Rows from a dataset
○ ○ ○ ○ ○ ○ ○

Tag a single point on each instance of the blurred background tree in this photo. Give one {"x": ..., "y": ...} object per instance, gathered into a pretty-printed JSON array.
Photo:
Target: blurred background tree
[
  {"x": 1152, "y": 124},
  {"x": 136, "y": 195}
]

○ ○ ○ ○ ○ ○ ○

#### [What this task involves]
Switch "blurred background tree" to "out-of-focus tree" throughout the entries above, leaving everything else unchanged.

#### [Task result]
Tag a single point on each instance of the out-of-focus tree in this photo. Give one {"x": ..., "y": ...} object per instance, gathered into a pretty-printed JSON array.
Photo:
Target: out-of-focus tree
[
  {"x": 1152, "y": 124},
  {"x": 136, "y": 195}
]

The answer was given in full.